Salinity - Monitoring - South Australia
South Australia
Monitoring now and in the future
The monitoring of groundwater and surface water resources is fundamental to the understanding of the processes, impacts and risk assessment of dryland salinity, and also the effectiveness of various treatment options. A State Water Monitoring Review is underway to develop an integrated statewide monitoring program and to specify data sharing mechanisms.
Groundwater levels
All groundwater monitoring data in SA is stored on OBSWELL administered by DWR. The system has been incorporated with the corporate drillhole database SA_GEODATA using Oracle. A web interface is being developed to allow convenient access to the data.
The regional groundwater systems of the Murray Basin are generally well monitored through various agencies, with the only improvements required being in the western area between Morgan and Karoonda where a more comprehensive network is necessary to monitor the watertable rise which will increase saline groundwater inflows to the River Murray.
In other regions where local or intermediate flow systems predominate, the representative catchment observation wells are the only monitoring sites. Although restricted in areal extent, it is thought that these networks are sufficiently indicative of regional trends that extra monitoring is not necessary (any additional observation wells would require drilling because of the lack of private wells due to poor groundwater quality). A stronger agency commitment is required to ensure regular monitoring of these existing networks.
A number of Landcare Groups have also been involved with installing piezometers, however these were usually installed in discharge areas, therefore not providing any significant additional information. Monitoring of these piezometers has been discontinued in most areas due to lack of funding and insufficient agency resources to provide support.
Recommendations for improved groundwater monitoring include ;
Improved coverage in the northern Mallee and more consistent monitoring in the Riverland to help more accurate predictions of salinity impacts on the River Murray.
Stream Salinity
Monitoring and data collection of surface water quantity and quality has been undertaken by government agencies in SA for many decades. In the early 1970s, a network of surface water monitoring was established to meet the needs of water supply obligations. Surface water salinity monitoring in SA occurs in the form of grab samples, continuous monitoring and composite samples which have all been collected using different methods.

# PROVIDED DATA
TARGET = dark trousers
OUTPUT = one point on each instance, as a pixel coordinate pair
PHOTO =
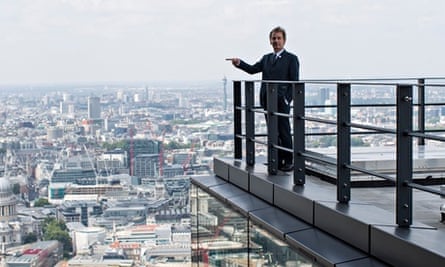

# JOB 1
Using the text on salinity monitoring in South Australia, say whether each statement agrees with it, answering yes or no and quoting the deciding words: (a) all groundwater monitoring data in SA is stored on OBSWELL; (b) the piezometers installed by Landcare Groups were usually placed in recharge areas; (c) a surface water monitoring network was set up in the early 1970s to meet water supply obligations.
# JOB 2
Extend the text on salinity monitoring in South Australia, starting after its last sentence.

# FINAL ANSWER 1
(a) Yes: "All groundwater monitoring data in SA is stored on OBSWELL administered by DWR."
(b) No: "these were usually installed in discharge areas"
(c) Yes: "In the early 1970s, a network of surface water monitoring was established to meet the needs of water supply obligations."

# FINAL ANSWER 2
Jolly et al. (2000) analysed EC trends from 39 grab sample and continuous monitoring stations throughout the State (Appendix 2), and found the statistical analysis of stream salinities constrained by lack of data, with either short-term, irregular or sparsely sampled records in some areas. Recommendations to overcome these shortcomings include ;
Chart salinity data for stations in the Mount Lofty Ranges that has not been analysed should be digitised, entered in the appropriate database and included in future analyses of stream salinity trends.
Detailed studies are carried out to identify the causes of the observed stream salinity trends for all stations in the Mount Lofty Ranges. This should include updated salt balance studies for the previously studied catchments.
A gauging station should be installed upstream of the Middle River Reservoir, and any decision on the long-term future use of the reservoir should also consider the viability of catchment rehabilitation and alternative uses of the resource.
Detailed studies are carried out to identify the causes of the large variations in stream salinity trends with time that are observed for stations in the Wakefield and Broughton catchments.
The current PIRSA investigations which are seeking to determine the viability of rehabilitating the Tod River catchment to reduce the effects of dryland salinity should continue. Meanwhile, all existing groundwater basins should be maintained until such time that the Tod River catchment is rehabilitated, if this is possible.
Further salt balance studies in Mount Lofty Ranges catchments will require monitoring of rainfall salinity.
Land Management
Dryland salinity is fundamentally a water balance issue where recharge to a groundwater system exceeds the natural capacity for discharge. The management challenge must therefore include the following actions:
- reducing the recharge (usually with the aid of deep-rooted perennial vegetation); and/or
- utilising the discharge (usually with salt-tolerant plants or in other industries that can use saline water); and/or
- disposing of surplus water (usually by drainage).
What is being monitored
South Australia
Responsibility
Primary Industries and Resources South Australia (PIRSA) and the Department of Water Resources (DWR) share responsibility for salinity monitoring and management in South Australia.
Mapping of land salinisation
Mapping of dryland salinity in South Australia has been completed using 1:40,000 aerial photographs. This involved mapping of individual seeps, scalds and other indicators of salt-affected land. Data have been compiled on 1:50,000 topographic maps. Data reliability is limited by lack of ground truthing. The airphoto analysis was used for South Australia's report for the NLWRA Salinity Extent and Impacts project (Barnett, 2000).
Groundwater monitoring
South Australia maintains a groundwater database, OBSWELL, administered by DWR. The system has been integrated with the corporate drillhole database SA_GEODATA. Most bores were drilled for purposes other than salinity monitoring.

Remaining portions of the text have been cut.